# [Given entries]
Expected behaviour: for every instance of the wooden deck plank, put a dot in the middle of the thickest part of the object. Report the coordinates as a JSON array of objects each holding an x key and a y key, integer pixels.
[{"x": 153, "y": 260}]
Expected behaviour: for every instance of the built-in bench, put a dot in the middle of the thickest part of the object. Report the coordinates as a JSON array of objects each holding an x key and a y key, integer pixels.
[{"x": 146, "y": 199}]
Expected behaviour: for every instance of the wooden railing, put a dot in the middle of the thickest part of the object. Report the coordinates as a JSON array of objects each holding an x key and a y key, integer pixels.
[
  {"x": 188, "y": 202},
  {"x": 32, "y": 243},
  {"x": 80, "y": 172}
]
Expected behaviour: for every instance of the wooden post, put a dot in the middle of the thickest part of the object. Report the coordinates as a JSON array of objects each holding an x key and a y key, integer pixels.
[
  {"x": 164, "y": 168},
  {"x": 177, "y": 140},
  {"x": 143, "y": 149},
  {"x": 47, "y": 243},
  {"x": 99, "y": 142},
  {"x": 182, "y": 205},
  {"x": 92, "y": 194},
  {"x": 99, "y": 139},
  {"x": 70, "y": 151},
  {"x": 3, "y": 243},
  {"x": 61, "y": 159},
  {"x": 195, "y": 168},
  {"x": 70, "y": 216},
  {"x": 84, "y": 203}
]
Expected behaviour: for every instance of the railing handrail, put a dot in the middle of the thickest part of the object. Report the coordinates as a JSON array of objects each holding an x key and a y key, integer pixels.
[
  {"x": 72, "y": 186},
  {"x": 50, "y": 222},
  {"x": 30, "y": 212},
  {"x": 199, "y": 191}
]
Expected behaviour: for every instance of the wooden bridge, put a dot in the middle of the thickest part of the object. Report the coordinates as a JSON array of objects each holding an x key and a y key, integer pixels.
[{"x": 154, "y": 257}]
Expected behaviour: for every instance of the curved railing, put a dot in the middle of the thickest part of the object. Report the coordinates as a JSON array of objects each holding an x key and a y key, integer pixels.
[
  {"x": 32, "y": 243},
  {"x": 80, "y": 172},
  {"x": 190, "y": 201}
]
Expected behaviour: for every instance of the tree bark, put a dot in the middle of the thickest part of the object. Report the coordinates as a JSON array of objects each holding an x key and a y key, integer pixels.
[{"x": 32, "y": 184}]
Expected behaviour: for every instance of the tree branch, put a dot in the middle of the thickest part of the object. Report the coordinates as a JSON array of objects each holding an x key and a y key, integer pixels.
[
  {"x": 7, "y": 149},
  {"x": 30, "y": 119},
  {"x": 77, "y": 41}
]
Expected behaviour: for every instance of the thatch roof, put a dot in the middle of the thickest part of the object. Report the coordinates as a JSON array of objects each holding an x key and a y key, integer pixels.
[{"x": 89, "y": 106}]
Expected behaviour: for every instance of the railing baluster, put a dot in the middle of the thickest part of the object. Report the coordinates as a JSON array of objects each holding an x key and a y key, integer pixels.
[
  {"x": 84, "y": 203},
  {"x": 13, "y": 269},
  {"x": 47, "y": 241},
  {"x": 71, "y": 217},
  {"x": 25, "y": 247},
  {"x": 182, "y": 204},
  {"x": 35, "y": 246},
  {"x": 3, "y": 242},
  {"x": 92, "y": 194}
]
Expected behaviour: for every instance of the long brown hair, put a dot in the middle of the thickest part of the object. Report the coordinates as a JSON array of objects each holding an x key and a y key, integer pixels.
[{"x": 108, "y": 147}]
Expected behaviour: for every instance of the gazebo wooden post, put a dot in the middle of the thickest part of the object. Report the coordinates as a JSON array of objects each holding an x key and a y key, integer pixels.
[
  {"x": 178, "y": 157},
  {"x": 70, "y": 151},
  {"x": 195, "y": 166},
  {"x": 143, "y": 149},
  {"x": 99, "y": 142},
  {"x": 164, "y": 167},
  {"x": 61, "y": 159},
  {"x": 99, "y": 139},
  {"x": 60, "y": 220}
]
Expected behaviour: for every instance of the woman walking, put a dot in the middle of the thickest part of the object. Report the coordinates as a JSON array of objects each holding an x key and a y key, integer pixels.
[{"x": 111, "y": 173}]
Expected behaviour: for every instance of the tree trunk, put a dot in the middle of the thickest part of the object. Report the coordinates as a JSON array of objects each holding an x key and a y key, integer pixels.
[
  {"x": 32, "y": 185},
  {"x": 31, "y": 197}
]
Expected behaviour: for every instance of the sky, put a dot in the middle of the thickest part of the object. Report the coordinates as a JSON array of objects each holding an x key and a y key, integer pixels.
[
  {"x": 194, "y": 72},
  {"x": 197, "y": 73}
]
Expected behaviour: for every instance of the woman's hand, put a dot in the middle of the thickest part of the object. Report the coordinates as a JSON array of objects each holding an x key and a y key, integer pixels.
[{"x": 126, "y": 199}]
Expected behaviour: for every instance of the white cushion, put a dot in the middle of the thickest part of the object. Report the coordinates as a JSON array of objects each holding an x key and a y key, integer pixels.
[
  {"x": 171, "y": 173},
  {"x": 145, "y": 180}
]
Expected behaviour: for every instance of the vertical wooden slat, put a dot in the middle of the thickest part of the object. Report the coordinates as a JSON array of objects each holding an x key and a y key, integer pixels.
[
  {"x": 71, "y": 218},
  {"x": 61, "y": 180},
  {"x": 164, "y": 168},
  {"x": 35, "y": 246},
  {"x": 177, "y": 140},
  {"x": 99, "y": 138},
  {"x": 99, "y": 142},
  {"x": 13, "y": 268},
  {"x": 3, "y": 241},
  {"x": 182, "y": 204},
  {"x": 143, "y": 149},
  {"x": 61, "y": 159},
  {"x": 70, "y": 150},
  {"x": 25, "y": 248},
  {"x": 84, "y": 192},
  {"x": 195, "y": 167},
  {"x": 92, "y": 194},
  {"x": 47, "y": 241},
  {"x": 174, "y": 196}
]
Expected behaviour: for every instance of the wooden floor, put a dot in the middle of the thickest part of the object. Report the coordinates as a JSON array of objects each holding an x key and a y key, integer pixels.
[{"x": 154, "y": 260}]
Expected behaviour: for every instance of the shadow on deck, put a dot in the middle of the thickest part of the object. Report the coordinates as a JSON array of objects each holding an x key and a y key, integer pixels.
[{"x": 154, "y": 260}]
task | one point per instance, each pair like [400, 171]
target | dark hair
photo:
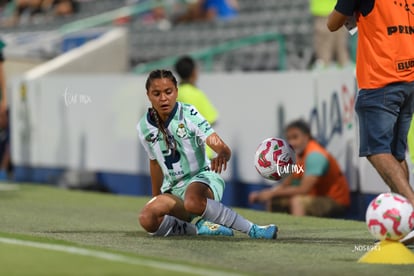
[301, 125]
[160, 74]
[185, 67]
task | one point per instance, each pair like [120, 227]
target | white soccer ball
[390, 216]
[274, 159]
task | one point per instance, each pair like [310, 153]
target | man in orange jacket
[320, 189]
[385, 75]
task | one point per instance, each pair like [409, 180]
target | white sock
[172, 226]
[218, 213]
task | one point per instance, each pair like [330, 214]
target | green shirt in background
[188, 93]
[322, 7]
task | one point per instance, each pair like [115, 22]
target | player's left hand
[219, 163]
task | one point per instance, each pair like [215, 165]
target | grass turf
[305, 246]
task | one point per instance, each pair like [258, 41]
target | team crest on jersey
[181, 131]
[149, 138]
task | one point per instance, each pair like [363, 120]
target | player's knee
[195, 205]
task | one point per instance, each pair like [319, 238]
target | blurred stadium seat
[149, 41]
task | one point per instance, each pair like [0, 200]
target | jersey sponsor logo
[170, 158]
[202, 123]
[181, 131]
[400, 29]
[151, 138]
[193, 112]
[405, 65]
[176, 173]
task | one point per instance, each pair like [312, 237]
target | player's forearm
[157, 177]
[3, 84]
[6, 159]
[335, 21]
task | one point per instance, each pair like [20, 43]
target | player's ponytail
[168, 138]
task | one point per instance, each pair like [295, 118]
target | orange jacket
[385, 45]
[333, 183]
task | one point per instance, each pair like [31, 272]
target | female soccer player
[185, 183]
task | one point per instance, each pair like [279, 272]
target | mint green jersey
[190, 130]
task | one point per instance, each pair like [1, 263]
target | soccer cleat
[212, 229]
[263, 232]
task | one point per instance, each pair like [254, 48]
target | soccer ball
[390, 216]
[274, 159]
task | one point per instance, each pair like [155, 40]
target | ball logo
[275, 159]
[390, 217]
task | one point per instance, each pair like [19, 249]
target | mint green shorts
[211, 179]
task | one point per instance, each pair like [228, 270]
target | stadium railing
[109, 16]
[207, 54]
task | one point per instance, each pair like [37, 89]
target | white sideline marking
[116, 257]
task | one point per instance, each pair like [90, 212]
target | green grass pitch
[50, 231]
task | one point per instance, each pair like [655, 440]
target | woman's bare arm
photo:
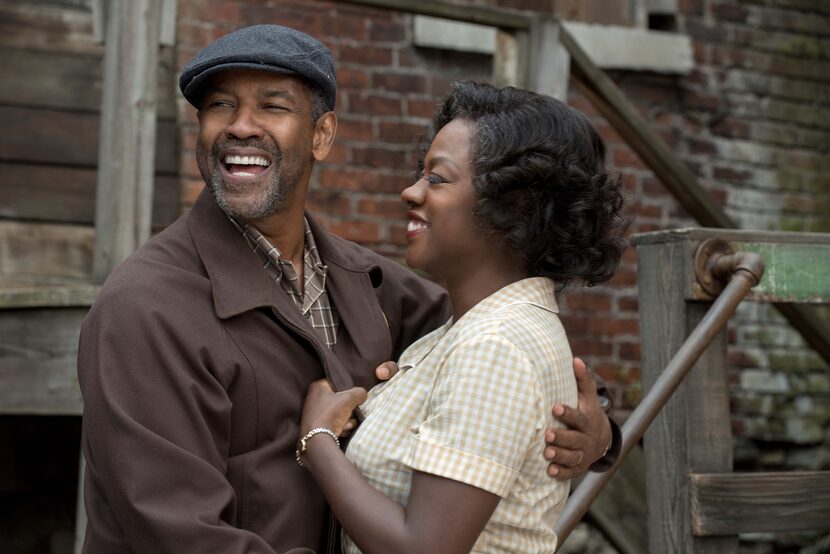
[441, 516]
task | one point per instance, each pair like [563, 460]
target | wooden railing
[530, 54]
[695, 502]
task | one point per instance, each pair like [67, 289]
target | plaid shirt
[471, 403]
[312, 299]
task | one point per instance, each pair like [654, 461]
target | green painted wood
[793, 272]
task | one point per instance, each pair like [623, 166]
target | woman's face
[441, 235]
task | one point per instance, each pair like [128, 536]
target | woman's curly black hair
[539, 174]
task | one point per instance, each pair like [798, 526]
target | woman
[512, 202]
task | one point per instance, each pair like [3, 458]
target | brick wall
[752, 121]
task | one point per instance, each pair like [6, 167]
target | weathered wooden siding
[50, 94]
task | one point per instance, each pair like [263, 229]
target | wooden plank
[708, 423]
[70, 81]
[67, 195]
[49, 28]
[548, 65]
[804, 318]
[661, 276]
[38, 351]
[482, 15]
[681, 437]
[31, 295]
[730, 503]
[620, 509]
[44, 251]
[59, 137]
[506, 60]
[126, 156]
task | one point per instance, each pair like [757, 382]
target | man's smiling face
[255, 144]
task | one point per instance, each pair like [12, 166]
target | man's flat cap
[271, 48]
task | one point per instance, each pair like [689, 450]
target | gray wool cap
[272, 48]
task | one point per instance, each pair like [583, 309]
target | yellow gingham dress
[471, 403]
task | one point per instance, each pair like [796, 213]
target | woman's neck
[476, 284]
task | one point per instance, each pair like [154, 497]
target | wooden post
[126, 153]
[693, 431]
[509, 60]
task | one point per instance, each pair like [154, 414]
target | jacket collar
[238, 282]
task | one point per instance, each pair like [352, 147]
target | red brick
[624, 157]
[345, 26]
[652, 186]
[352, 129]
[644, 210]
[372, 104]
[336, 203]
[701, 101]
[701, 146]
[379, 157]
[440, 86]
[420, 108]
[361, 180]
[386, 31]
[608, 134]
[733, 128]
[723, 173]
[356, 180]
[401, 133]
[628, 303]
[352, 78]
[366, 55]
[407, 58]
[730, 12]
[575, 324]
[400, 82]
[392, 209]
[358, 231]
[590, 302]
[690, 7]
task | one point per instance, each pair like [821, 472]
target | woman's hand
[333, 410]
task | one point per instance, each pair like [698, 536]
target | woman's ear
[324, 131]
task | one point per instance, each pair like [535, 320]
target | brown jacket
[193, 365]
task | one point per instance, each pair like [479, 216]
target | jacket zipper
[331, 522]
[314, 343]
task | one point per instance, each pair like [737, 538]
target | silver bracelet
[303, 442]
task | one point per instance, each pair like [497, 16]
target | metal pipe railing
[746, 270]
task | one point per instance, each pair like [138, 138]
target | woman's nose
[414, 193]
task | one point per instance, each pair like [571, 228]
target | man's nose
[245, 125]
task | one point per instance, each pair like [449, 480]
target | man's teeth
[246, 160]
[416, 225]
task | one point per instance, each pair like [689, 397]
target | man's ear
[324, 131]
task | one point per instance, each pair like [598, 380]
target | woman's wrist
[303, 443]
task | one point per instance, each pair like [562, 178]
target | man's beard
[270, 200]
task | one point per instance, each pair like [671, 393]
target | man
[196, 356]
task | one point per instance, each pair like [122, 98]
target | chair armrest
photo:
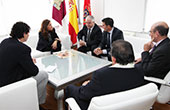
[157, 80]
[72, 104]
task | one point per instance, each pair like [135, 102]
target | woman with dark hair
[48, 39]
[19, 64]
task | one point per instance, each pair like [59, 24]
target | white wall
[127, 14]
[157, 10]
[97, 7]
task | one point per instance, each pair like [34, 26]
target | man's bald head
[161, 27]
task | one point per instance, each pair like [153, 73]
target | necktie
[154, 47]
[88, 35]
[108, 39]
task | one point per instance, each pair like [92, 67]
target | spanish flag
[73, 22]
[59, 10]
[87, 9]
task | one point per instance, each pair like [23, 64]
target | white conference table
[64, 71]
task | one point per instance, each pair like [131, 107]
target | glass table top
[75, 65]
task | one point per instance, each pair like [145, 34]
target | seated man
[16, 63]
[110, 34]
[90, 36]
[155, 59]
[120, 76]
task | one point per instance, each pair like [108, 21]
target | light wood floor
[51, 102]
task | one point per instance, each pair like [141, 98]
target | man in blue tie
[110, 34]
[90, 36]
[155, 60]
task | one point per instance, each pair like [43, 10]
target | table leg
[59, 95]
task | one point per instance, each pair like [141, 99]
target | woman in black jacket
[48, 39]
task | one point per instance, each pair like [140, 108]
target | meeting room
[84, 55]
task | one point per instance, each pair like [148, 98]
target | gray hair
[90, 17]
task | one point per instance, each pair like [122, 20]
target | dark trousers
[85, 49]
[73, 91]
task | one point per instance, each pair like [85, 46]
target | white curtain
[32, 12]
[157, 10]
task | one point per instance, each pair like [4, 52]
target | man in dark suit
[90, 36]
[110, 34]
[120, 76]
[16, 63]
[155, 60]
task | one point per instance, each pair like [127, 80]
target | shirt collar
[129, 65]
[111, 31]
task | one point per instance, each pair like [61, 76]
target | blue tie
[108, 39]
[154, 47]
[88, 35]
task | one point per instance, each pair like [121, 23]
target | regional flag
[87, 9]
[73, 22]
[59, 10]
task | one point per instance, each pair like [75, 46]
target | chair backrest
[164, 92]
[141, 98]
[21, 95]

# [Work required]
Transcribe the lines above between the line holding "task | one point per instance, each pair like [131, 107]" and the line holding "task | one point per instance, each pair like [140, 108]", inclusive, exactly as they stand and with nothing added.

# [Output of the task]
task | one point per instance, each pair like [131, 107]
target | glass table top
[75, 65]
task | one point per instance, each pair like [145, 34]
target | seated man
[16, 63]
[110, 34]
[90, 36]
[155, 59]
[120, 76]
task | one point per instance, each pair like [108, 21]
target | light wood floor
[51, 102]
task | one point per instance, each pair like [141, 98]
target | man in blue tie
[110, 34]
[90, 36]
[155, 60]
task | one point per instance, each pair like [43, 10]
target | table leg
[59, 95]
task | one point per instance, each pair like [141, 99]
target | woman in black jacket
[48, 39]
task | one point per instance, each pair like [140, 108]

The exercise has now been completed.